**Exercise goal**:
Tally the lines of the material below that contain the string "flower", matching case exactly, and give only the resulting number.

— START Dataset records —

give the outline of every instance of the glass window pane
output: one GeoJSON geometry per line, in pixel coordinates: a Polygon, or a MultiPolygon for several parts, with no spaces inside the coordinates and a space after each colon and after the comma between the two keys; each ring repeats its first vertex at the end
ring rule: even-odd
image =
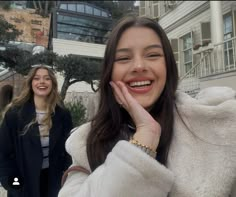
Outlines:
{"type": "Polygon", "coordinates": [[[93,9],[93,13],[94,13],[94,15],[96,15],[96,16],[101,16],[101,11],[100,11],[99,9],[97,9],[97,8],[94,8],[94,9],[93,9]]]}
{"type": "Polygon", "coordinates": [[[68,4],[68,10],[76,11],[76,5],[75,4],[68,4]]]}
{"type": "Polygon", "coordinates": [[[86,5],[85,6],[85,13],[93,14],[93,8],[91,6],[86,5]]]}
{"type": "Polygon", "coordinates": [[[61,4],[60,9],[62,10],[67,10],[67,4],[61,4]]]}
{"type": "Polygon", "coordinates": [[[190,33],[183,37],[183,46],[184,50],[192,48],[192,37],[190,33]]]}
{"type": "Polygon", "coordinates": [[[102,11],[102,16],[104,16],[104,17],[108,17],[107,13],[104,12],[104,11],[102,11]]]}
{"type": "Polygon", "coordinates": [[[77,4],[77,12],[84,13],[84,5],[83,4],[77,4]]]}

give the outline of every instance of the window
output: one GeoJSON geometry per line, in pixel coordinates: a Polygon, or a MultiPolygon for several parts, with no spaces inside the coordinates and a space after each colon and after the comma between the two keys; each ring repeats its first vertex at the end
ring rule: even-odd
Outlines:
{"type": "Polygon", "coordinates": [[[159,6],[159,2],[155,2],[153,1],[153,4],[152,4],[152,16],[153,18],[158,18],[160,16],[160,6],[159,6]]]}
{"type": "Polygon", "coordinates": [[[93,8],[93,13],[96,16],[101,16],[101,11],[99,9],[97,9],[97,8],[93,8]]]}
{"type": "Polygon", "coordinates": [[[175,61],[178,63],[179,62],[179,43],[178,39],[171,39],[170,44],[175,56],[175,61]]]}
{"type": "Polygon", "coordinates": [[[211,42],[211,24],[210,22],[201,23],[202,45],[208,45],[211,42]]]}
{"type": "Polygon", "coordinates": [[[177,4],[177,1],[164,1],[165,12],[173,9],[177,4]]]}
{"type": "Polygon", "coordinates": [[[111,21],[95,18],[63,16],[57,17],[57,38],[82,42],[103,43],[110,30],[111,21]]]}
{"type": "Polygon", "coordinates": [[[68,10],[76,12],[76,4],[68,4],[68,10]]]}
{"type": "MultiPolygon", "coordinates": [[[[227,14],[224,16],[224,40],[233,37],[233,21],[232,15],[227,14]]],[[[226,69],[233,65],[233,43],[232,40],[226,41],[224,44],[224,63],[226,69]]]]}
{"type": "Polygon", "coordinates": [[[185,36],[182,37],[183,41],[183,64],[184,64],[184,73],[187,73],[193,65],[192,60],[192,33],[188,33],[185,36]]]}
{"type": "Polygon", "coordinates": [[[67,4],[61,4],[60,9],[62,10],[67,10],[67,4]]]}
{"type": "Polygon", "coordinates": [[[102,16],[104,16],[104,17],[108,17],[107,13],[104,12],[104,11],[102,11],[102,16]]]}
{"type": "Polygon", "coordinates": [[[85,13],[93,14],[93,8],[91,6],[85,5],[85,13]]]}
{"type": "Polygon", "coordinates": [[[77,4],[77,12],[84,13],[84,5],[83,4],[77,4]]]}

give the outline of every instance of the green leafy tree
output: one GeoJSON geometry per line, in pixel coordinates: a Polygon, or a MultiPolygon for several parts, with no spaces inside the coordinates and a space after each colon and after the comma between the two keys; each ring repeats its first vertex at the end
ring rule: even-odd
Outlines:
{"type": "Polygon", "coordinates": [[[62,99],[65,99],[69,86],[79,81],[90,83],[93,91],[96,91],[93,80],[97,80],[99,77],[100,62],[100,60],[73,54],[59,56],[55,67],[64,77],[61,88],[62,99]]]}
{"type": "Polygon", "coordinates": [[[11,1],[0,1],[0,7],[4,10],[11,9],[11,1]]]}
{"type": "Polygon", "coordinates": [[[4,17],[0,17],[0,42],[8,43],[9,41],[14,41],[22,31],[15,28],[15,25],[8,23],[4,17]]]}
{"type": "Polygon", "coordinates": [[[73,103],[66,103],[65,107],[70,111],[74,127],[80,126],[81,124],[86,122],[86,108],[84,107],[82,102],[77,101],[73,103]]]}

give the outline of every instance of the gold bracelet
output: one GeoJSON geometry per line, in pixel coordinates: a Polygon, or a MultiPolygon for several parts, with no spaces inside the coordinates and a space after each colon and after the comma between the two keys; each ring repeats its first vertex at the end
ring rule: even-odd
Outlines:
{"type": "Polygon", "coordinates": [[[147,153],[151,157],[156,158],[157,152],[155,150],[153,150],[151,147],[141,144],[138,140],[135,140],[134,138],[131,138],[129,142],[131,144],[134,144],[138,148],[140,148],[142,151],[144,151],[145,153],[147,153]]]}

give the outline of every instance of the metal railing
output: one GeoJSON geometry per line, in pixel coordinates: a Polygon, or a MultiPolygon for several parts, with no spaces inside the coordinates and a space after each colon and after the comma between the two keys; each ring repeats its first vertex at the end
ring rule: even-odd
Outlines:
{"type": "Polygon", "coordinates": [[[236,37],[193,52],[200,60],[180,77],[178,89],[194,96],[200,90],[200,78],[236,71],[236,37]]]}

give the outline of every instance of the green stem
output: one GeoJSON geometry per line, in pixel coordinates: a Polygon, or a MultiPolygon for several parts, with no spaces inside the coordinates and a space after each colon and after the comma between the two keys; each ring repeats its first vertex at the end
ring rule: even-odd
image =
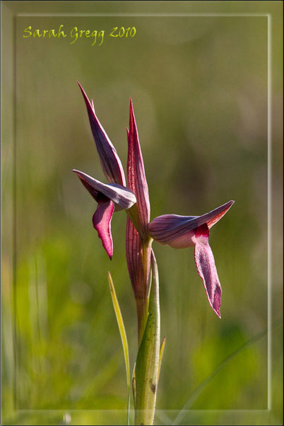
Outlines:
{"type": "Polygon", "coordinates": [[[160,355],[159,279],[157,263],[152,251],[153,282],[148,316],[139,346],[136,365],[135,424],[153,425],[157,395],[160,355]]]}

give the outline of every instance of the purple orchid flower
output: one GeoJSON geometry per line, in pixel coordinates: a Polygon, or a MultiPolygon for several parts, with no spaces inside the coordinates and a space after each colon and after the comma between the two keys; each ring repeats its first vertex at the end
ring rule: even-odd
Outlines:
{"type": "Polygon", "coordinates": [[[110,258],[113,255],[111,221],[114,211],[127,209],[136,202],[132,191],[126,188],[124,172],[114,146],[100,124],[95,113],[93,99],[90,102],[83,87],[78,82],[87,107],[90,127],[100,157],[102,171],[110,182],[106,185],[77,170],[85,188],[97,201],[97,207],[93,216],[94,228],[97,231],[102,246],[110,258]]]}
{"type": "Polygon", "coordinates": [[[124,172],[117,150],[95,115],[93,99],[92,103],[90,103],[79,82],[78,82],[78,84],[81,90],[87,107],[90,127],[102,171],[110,183],[118,183],[122,186],[126,186],[124,172]]]}
{"type": "Polygon", "coordinates": [[[143,331],[143,318],[148,306],[148,286],[151,248],[149,243],[150,200],[145,174],[142,152],[140,147],[133,109],[130,100],[129,130],[127,129],[128,157],[127,181],[129,188],[136,196],[136,228],[127,218],[126,261],[129,277],[136,301],[138,334],[143,331]]]}
{"type": "Polygon", "coordinates": [[[202,216],[165,214],[155,218],[149,225],[151,237],[161,244],[174,248],[195,246],[194,258],[197,271],[202,278],[209,304],[221,318],[221,285],[209,246],[209,229],[227,213],[235,201],[226,204],[202,216]]]}
{"type": "Polygon", "coordinates": [[[102,246],[110,259],[113,254],[111,221],[114,210],[127,209],[136,202],[135,194],[127,188],[117,183],[105,184],[88,175],[73,170],[80,180],[97,202],[93,216],[93,224],[97,231],[102,246]]]}

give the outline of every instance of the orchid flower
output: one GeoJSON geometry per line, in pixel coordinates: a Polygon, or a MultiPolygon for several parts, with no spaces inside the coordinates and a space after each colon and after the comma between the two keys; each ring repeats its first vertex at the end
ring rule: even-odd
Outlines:
{"type": "MultiPolygon", "coordinates": [[[[209,246],[209,229],[228,211],[234,201],[202,216],[159,216],[150,222],[150,200],[132,100],[130,100],[129,129],[127,129],[127,184],[122,162],[80,84],[102,171],[108,180],[102,183],[73,170],[97,202],[93,224],[111,259],[113,243],[111,220],[114,211],[125,209],[126,261],[134,292],[138,318],[138,349],[132,378],[136,425],[153,425],[165,338],[160,348],[160,323],[159,279],[151,245],[153,240],[174,248],[195,246],[195,263],[202,278],[209,304],[220,318],[221,286],[209,246]],[[150,270],[151,275],[150,275],[150,270]],[[152,284],[150,280],[152,277],[152,284]]],[[[109,279],[110,274],[109,272],[109,279]]],[[[125,329],[112,281],[110,285],[119,327],[126,366],[128,392],[130,369],[125,329]]],[[[129,396],[128,397],[129,401],[129,396]]],[[[128,402],[129,408],[129,403],[128,402]]]]}
{"type": "Polygon", "coordinates": [[[148,236],[150,200],[142,152],[139,144],[132,100],[130,100],[129,130],[127,129],[127,181],[136,196],[136,227],[129,217],[126,224],[126,261],[137,305],[140,337],[147,311],[150,244],[148,236]]]}
{"type": "Polygon", "coordinates": [[[85,188],[97,202],[93,216],[93,224],[97,231],[102,246],[110,259],[113,254],[111,221],[114,210],[129,209],[136,202],[136,197],[129,189],[117,183],[105,184],[88,175],[73,170],[85,188]]]}
{"type": "Polygon", "coordinates": [[[149,225],[150,235],[161,244],[174,248],[195,246],[194,258],[197,271],[202,278],[209,304],[219,318],[221,318],[220,306],[222,289],[208,243],[209,229],[227,213],[234,202],[229,201],[202,216],[158,216],[149,225]]]}
{"type": "Polygon", "coordinates": [[[95,115],[93,100],[90,103],[80,83],[78,85],[87,107],[102,168],[110,184],[102,183],[78,170],[74,169],[73,171],[77,174],[83,185],[97,202],[97,209],[93,216],[93,224],[102,240],[104,248],[112,259],[113,242],[111,221],[113,212],[122,209],[129,209],[136,202],[136,198],[134,193],[126,188],[122,162],[95,115]]]}
{"type": "Polygon", "coordinates": [[[110,183],[118,183],[122,185],[122,186],[126,186],[124,172],[117,150],[95,115],[93,99],[92,103],[90,103],[79,82],[78,82],[78,84],[81,90],[87,107],[90,127],[102,171],[110,183]]]}

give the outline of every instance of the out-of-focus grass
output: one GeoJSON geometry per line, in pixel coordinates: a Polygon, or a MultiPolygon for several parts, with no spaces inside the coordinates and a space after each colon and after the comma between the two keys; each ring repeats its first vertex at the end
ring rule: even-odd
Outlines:
{"type": "MultiPolygon", "coordinates": [[[[220,4],[220,11],[233,10],[232,3],[220,4]]],[[[95,4],[90,7],[96,11],[95,4]]],[[[105,7],[110,11],[114,6],[105,7]]],[[[133,7],[125,4],[124,10],[133,7]]],[[[191,11],[189,3],[179,7],[191,11]]],[[[4,251],[3,422],[59,424],[64,413],[71,413],[71,422],[77,425],[125,422],[124,359],[107,272],[116,283],[133,365],[136,320],[124,253],[126,215],[113,218],[110,263],[92,226],[95,204],[71,171],[76,167],[104,180],[77,80],[94,98],[124,165],[128,103],[133,98],[152,218],[199,214],[236,200],[211,235],[223,289],[221,321],[208,304],[193,249],[154,245],[162,333],[167,336],[158,408],[172,410],[173,419],[223,359],[266,328],[267,18],[20,16],[16,21],[16,292],[4,251]],[[132,40],[105,39],[100,47],[87,40],[70,45],[65,40],[22,38],[28,25],[53,28],[61,23],[106,30],[135,25],[137,35],[132,40]],[[41,411],[47,410],[48,419],[47,411],[41,411]]],[[[276,78],[276,102],[280,84],[276,78]]],[[[273,114],[277,121],[277,108],[273,114]]],[[[6,145],[4,154],[5,149],[6,145]]],[[[5,173],[13,158],[5,159],[2,188],[4,196],[11,197],[5,173]]],[[[274,165],[279,166],[277,156],[274,165]]],[[[277,185],[276,175],[276,190],[277,185]]],[[[10,219],[5,210],[3,219],[10,219]]],[[[277,238],[274,243],[279,246],[277,238]]],[[[276,294],[280,284],[276,277],[276,294]]],[[[277,318],[280,306],[273,306],[277,318]]],[[[280,353],[277,346],[274,353],[280,353]]],[[[273,376],[273,415],[268,418],[249,411],[267,408],[267,365],[264,338],[213,379],[184,424],[280,424],[280,375],[273,376]],[[239,412],[232,420],[228,410],[239,412]]],[[[167,422],[163,415],[161,411],[157,422],[167,422]]]]}

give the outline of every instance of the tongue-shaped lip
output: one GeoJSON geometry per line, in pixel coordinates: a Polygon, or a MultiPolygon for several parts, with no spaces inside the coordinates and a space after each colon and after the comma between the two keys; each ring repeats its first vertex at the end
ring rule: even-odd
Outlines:
{"type": "Polygon", "coordinates": [[[206,224],[210,229],[227,213],[235,201],[231,200],[202,216],[164,214],[155,217],[149,225],[152,238],[167,244],[184,234],[206,224]]]}

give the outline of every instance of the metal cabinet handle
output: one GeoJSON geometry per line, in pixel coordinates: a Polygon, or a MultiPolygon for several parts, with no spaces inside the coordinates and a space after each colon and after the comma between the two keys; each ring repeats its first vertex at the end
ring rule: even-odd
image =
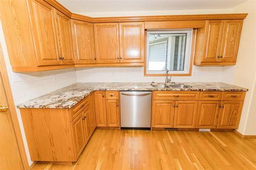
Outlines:
{"type": "Polygon", "coordinates": [[[127,93],[121,93],[121,94],[125,95],[147,95],[150,94],[151,93],[138,93],[138,94],[127,94],[127,93]]]}
{"type": "Polygon", "coordinates": [[[0,106],[0,112],[6,112],[9,109],[7,106],[0,106]]]}

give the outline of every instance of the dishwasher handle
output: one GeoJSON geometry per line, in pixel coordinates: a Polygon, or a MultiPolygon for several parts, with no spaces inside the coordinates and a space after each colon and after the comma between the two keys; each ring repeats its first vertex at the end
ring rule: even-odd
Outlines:
{"type": "Polygon", "coordinates": [[[121,93],[121,94],[125,95],[147,95],[151,93],[137,93],[137,94],[130,94],[130,93],[121,93]]]}

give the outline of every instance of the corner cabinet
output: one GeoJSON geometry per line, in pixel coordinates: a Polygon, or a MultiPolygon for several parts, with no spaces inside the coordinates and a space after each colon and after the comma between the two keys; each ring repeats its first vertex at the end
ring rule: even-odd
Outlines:
{"type": "Polygon", "coordinates": [[[235,65],[243,19],[206,20],[197,30],[194,64],[235,65]]]}
{"type": "Polygon", "coordinates": [[[77,160],[96,128],[92,95],[69,109],[20,109],[32,161],[77,160]]]}
{"type": "Polygon", "coordinates": [[[153,91],[153,128],[237,129],[245,91],[153,91]]]}
{"type": "Polygon", "coordinates": [[[94,24],[97,63],[143,63],[144,22],[94,24]]]}

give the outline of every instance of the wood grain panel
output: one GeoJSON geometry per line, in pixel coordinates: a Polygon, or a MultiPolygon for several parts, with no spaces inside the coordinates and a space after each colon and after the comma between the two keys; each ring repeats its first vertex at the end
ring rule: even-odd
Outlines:
{"type": "Polygon", "coordinates": [[[217,128],[220,106],[219,101],[199,101],[196,127],[217,128]]]}
{"type": "Polygon", "coordinates": [[[32,160],[76,161],[68,109],[20,110],[32,160]]]}
{"type": "Polygon", "coordinates": [[[118,23],[94,24],[94,38],[97,63],[119,62],[118,23]]]}
{"type": "Polygon", "coordinates": [[[224,20],[207,20],[202,62],[219,61],[224,20]]]}
{"type": "Polygon", "coordinates": [[[199,98],[199,91],[153,91],[153,100],[197,100],[199,98]]]}
{"type": "Polygon", "coordinates": [[[240,120],[243,101],[223,101],[219,116],[217,128],[237,129],[240,120]]]}
{"type": "Polygon", "coordinates": [[[245,91],[224,91],[222,101],[243,101],[246,93],[245,91]]]}
{"type": "Polygon", "coordinates": [[[202,101],[221,101],[222,91],[201,91],[199,100],[202,101]]]}
{"type": "Polygon", "coordinates": [[[37,65],[60,65],[54,8],[44,1],[28,2],[37,65]]]}
{"type": "Polygon", "coordinates": [[[198,101],[176,101],[174,128],[195,128],[198,105],[198,101]]]}
{"type": "Polygon", "coordinates": [[[119,99],[119,91],[105,91],[106,100],[118,100],[119,99]]]}
{"type": "Polygon", "coordinates": [[[240,41],[243,20],[225,20],[221,43],[221,62],[236,62],[240,41]]]}
{"type": "Polygon", "coordinates": [[[153,101],[152,128],[173,128],[175,109],[174,101],[153,101]]]}
{"type": "Polygon", "coordinates": [[[105,91],[94,92],[96,126],[106,127],[106,113],[105,91]]]}
{"type": "Polygon", "coordinates": [[[73,42],[76,64],[96,63],[93,25],[71,20],[73,42]]]}
{"type": "Polygon", "coordinates": [[[120,126],[119,103],[116,100],[106,100],[106,120],[109,127],[120,126]]]}
{"type": "Polygon", "coordinates": [[[73,52],[70,19],[60,12],[54,10],[59,53],[61,64],[73,64],[73,52]]]}
{"type": "Polygon", "coordinates": [[[144,22],[120,22],[119,25],[120,62],[143,62],[144,22]]]}
{"type": "Polygon", "coordinates": [[[77,157],[79,157],[86,145],[86,137],[84,136],[85,132],[82,119],[82,116],[83,114],[80,113],[71,123],[75,151],[75,154],[77,157]]]}

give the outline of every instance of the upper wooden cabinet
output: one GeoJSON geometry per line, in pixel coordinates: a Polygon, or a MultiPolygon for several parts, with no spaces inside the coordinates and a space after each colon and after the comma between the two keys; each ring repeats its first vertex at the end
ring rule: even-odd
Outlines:
{"type": "Polygon", "coordinates": [[[121,63],[144,61],[144,23],[119,23],[120,59],[121,63]]]}
{"type": "Polygon", "coordinates": [[[75,64],[96,62],[93,24],[72,19],[75,64]]]}
{"type": "Polygon", "coordinates": [[[58,65],[58,42],[55,29],[54,9],[42,1],[29,1],[36,46],[37,65],[58,65]]]}
{"type": "Polygon", "coordinates": [[[97,63],[119,62],[118,23],[94,24],[95,53],[97,63]]]}
{"type": "Polygon", "coordinates": [[[194,64],[234,65],[243,19],[206,20],[197,29],[194,64]]]}
{"type": "Polygon", "coordinates": [[[61,64],[73,64],[74,59],[70,19],[57,10],[55,10],[55,13],[59,53],[61,64]]]}

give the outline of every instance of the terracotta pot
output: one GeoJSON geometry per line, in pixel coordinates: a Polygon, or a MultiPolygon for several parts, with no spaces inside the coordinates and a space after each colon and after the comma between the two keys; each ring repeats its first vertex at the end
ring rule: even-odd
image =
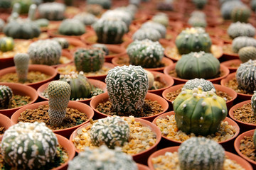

— END Dataset records —

**Solution to this task**:
2